-- AVAILABLE DATA --
——————————
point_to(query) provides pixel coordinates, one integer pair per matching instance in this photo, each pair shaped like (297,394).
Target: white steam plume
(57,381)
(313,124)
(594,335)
——————————
-- PROBLEM TO SOLVE --
Transcribe the material so that every line matches the original exactly.

-- EXERCISE SOLUTION --
point_to(query) provides pixel coordinates, one integer pair per matching instance in this photo, each pair shaped like (297,394).
Target: white steam plume
(57,381)
(313,124)
(594,335)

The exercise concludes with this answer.